Given data
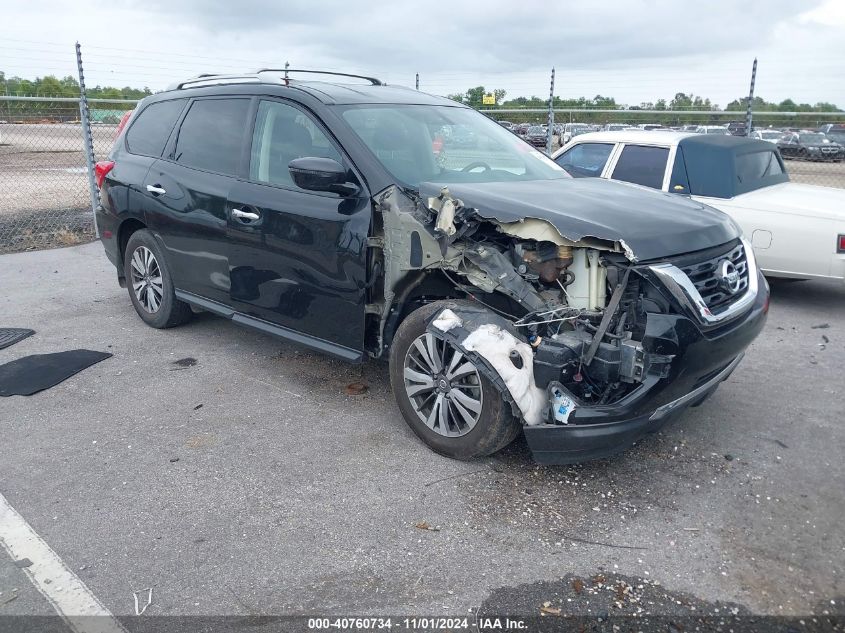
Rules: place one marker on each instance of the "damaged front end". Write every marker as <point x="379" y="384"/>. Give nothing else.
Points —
<point x="590" y="347"/>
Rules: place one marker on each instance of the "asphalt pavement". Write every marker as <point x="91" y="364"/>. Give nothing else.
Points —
<point x="250" y="482"/>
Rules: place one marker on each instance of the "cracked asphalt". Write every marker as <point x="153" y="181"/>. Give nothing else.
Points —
<point x="249" y="482"/>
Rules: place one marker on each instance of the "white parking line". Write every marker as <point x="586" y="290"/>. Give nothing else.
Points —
<point x="63" y="589"/>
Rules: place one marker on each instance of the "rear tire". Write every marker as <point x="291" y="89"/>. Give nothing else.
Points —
<point x="451" y="433"/>
<point x="150" y="285"/>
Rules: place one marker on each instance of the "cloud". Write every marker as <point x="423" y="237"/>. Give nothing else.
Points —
<point x="448" y="36"/>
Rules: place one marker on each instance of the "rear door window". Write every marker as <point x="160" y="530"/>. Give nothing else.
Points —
<point x="212" y="135"/>
<point x="586" y="159"/>
<point x="149" y="132"/>
<point x="642" y="165"/>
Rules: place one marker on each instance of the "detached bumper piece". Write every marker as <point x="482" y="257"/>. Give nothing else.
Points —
<point x="553" y="444"/>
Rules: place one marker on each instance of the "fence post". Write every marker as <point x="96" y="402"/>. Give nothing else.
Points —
<point x="750" y="99"/>
<point x="87" y="138"/>
<point x="551" y="129"/>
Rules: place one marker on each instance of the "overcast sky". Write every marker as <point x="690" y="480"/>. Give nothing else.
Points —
<point x="634" y="51"/>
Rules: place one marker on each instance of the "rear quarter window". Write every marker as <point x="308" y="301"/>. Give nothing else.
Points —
<point x="150" y="130"/>
<point x="642" y="165"/>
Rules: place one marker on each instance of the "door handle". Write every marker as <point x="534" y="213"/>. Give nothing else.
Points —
<point x="248" y="216"/>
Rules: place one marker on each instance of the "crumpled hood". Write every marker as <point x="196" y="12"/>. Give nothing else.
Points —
<point x="651" y="223"/>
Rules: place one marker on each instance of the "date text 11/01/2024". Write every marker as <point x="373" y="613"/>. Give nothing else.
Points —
<point x="417" y="623"/>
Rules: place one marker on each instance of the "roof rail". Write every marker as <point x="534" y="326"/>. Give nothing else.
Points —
<point x="211" y="79"/>
<point x="372" y="80"/>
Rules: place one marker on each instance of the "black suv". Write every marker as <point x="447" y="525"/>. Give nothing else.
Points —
<point x="507" y="296"/>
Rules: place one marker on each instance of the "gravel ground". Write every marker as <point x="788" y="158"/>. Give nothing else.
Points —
<point x="250" y="482"/>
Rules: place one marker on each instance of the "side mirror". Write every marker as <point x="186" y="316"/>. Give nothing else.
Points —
<point x="321" y="174"/>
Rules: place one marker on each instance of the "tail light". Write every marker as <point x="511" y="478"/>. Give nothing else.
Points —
<point x="123" y="122"/>
<point x="101" y="169"/>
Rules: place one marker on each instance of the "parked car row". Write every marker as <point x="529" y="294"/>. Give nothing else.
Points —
<point x="796" y="230"/>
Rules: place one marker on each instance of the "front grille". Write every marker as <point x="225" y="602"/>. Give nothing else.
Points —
<point x="706" y="276"/>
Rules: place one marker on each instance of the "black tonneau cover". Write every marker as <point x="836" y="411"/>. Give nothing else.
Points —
<point x="711" y="164"/>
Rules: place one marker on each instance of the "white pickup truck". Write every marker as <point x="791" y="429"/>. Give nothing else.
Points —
<point x="796" y="230"/>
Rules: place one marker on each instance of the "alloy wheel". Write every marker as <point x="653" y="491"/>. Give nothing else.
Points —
<point x="146" y="279"/>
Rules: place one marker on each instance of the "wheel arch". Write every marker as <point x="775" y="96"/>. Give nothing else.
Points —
<point x="124" y="232"/>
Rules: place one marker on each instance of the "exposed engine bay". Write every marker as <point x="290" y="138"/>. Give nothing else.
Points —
<point x="555" y="323"/>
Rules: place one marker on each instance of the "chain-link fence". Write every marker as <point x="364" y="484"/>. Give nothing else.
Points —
<point x="811" y="143"/>
<point x="44" y="196"/>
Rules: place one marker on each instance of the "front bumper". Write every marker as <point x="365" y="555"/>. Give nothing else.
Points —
<point x="703" y="359"/>
<point x="569" y="444"/>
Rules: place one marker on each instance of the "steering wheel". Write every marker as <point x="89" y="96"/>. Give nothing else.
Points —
<point x="476" y="164"/>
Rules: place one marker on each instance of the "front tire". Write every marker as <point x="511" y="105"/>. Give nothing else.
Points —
<point x="443" y="397"/>
<point x="150" y="284"/>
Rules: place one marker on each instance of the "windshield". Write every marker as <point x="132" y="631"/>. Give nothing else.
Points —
<point x="421" y="143"/>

The task
Search the data above for the string "rear" and copy each line that has it.

Task result
Rules: place one marker on each instance of the "rear tire". Write every marker as <point x="291" y="89"/>. Give nothing else.
Rules: place one marker on each instance of the "rear door window". Write every marker as <point x="160" y="530"/>. Give nothing else.
Rules: place one marker on each instance of the "rear quarter window". Write every marker as <point x="308" y="301"/>. Give nothing else.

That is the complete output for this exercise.